CONSIGNE ÉCRITE:
Répondez aux questions suivantes d'après le texte sur la formation en alternance.
(a) À quelle date la formation en alternance a-t-elle véritablement démarré en Flandre ?
(b) Combien d'étudiants suivent cette formation cette année, et dans combien de filières ?
(c) Quelle part des étudiants sortant de la formation en alternance est sans emploi un an plus tard ?

TEXTE DE LA PAGE:
========================================
Pourrions-nous revaloriser notre enseignement technique via le système de la formation en alternance, en nous inspirant du modèle allemand ? Des experts de l’enseignement défendent la formule depuis des années, mais c’est surtout dans les entreprises que les premières expériences ne font pas l’unanimité. « Il faut plus de flexibilité dans l’enseignement. » (Filip Michiels)

Après quelques années d’expérimentations et d’essais, la formation en alternance n’a véritablement démarré en Flandre qu’en septembre 2019. Depuis cette année scolaire, tout établissement d’enseignement peut en principe (pour une sélection de formations) adopter le système de la formation en alternance. Quatre ans plus tard, si l’on se base uniquement sur les chiffres, le succès n’est pas vraiment renversant, bien que l’intérêt pour la formule ne cesse de croître. Pendant la dernière année scolaire, 2.300 étudiants de l’enseignement secondaire flamand ont suivi une formation technique en parallèle sur le terrain. Cette année, le compteur affiche 2.800 étudiants, répartis dans 170 filières. Aucun chiffre ne nous a été communiqué par l’enseignement francophone et les entreprises contactées n’ont pas réagi à notre demande.

Pour le ministre flamand de l’Enseignement, Ben Weyts (N-VA), le système est bénéfique à la fois pour les entreprises et les étudiants. « Les entreprises ont la possibilité de former des jeunes aux emplois dont elles ont besoin et les étudiants se familiarisent avec des techniques et des machines innovantes de sorte qu’ils se forment pour le marché de l’emploi de demain. » La plus-value de cette approche est d’ailleurs confirmée par le dernier rapport sur les jeunes qui quittent l’école. À peine 4,2 % des étudiants qui sortent de la formation en alternance sont sans emploi un an plus tard. Ben Weyts n’ignore pas pour autant les défis et les limites du système actuel. Non seulement la demande sur le marché de l’emploi et l’offre de formations en alternance dans les écoles divergent fortement au sein d’une même région, mais les entreprises sont souvent très frustrées de constater que toutes les opportunités ne sont pas exploitées. Concrètement, il y a aujourd’hui beaucoup plus de places d’apprentissage disponibles que d’étudiants qui optent pour la formation en alternance. D’après un rapport récent du SERV, il y a surtout un manque d’étudiants dans la filière du bois, la construction, l’électrotechnique et le secteur social. Le commerce alimentaire rapporte un manque spécifique de formations en boucherie. « Quand les écoles s’informent convenablement (avant de proposer une nouvelle formation) auprès du secteur concerné, la demande et l’offre s’harmonisent mieux dans cette région. Il y a ainsi une meilleure adéquation régionale avec les entreprises », indique aussi le ministre.
========================================
LIGNES DE DONNÉES:
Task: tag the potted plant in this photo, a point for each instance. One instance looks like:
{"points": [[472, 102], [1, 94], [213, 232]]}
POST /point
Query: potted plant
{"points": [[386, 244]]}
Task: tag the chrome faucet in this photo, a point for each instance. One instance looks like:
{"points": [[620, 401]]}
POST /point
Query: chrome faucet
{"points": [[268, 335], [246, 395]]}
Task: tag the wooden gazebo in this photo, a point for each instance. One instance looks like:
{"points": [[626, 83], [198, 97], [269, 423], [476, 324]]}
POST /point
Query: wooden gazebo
========================================
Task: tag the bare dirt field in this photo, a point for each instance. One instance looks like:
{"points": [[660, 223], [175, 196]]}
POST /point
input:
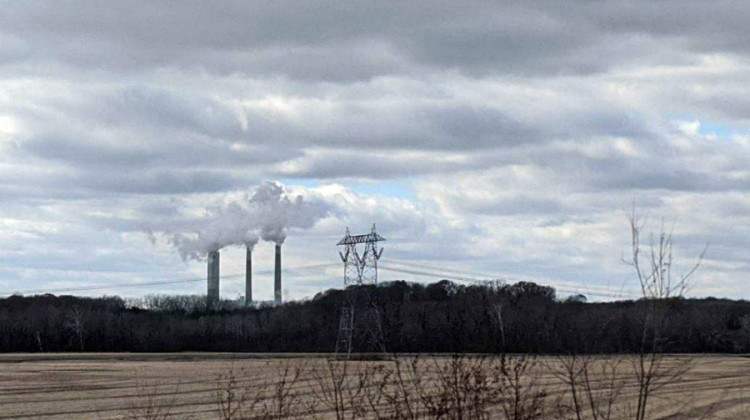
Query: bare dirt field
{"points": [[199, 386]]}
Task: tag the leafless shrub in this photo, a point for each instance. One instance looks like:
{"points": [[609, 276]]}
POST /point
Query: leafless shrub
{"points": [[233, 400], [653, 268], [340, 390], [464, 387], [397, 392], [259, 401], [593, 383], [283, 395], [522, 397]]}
========================================
RÉPONSE ATTENDUE:
(a) En septembre 2019.
(b) 2.800 étudiants, répartis dans 170 filières.
(c) À peine 4,2 %.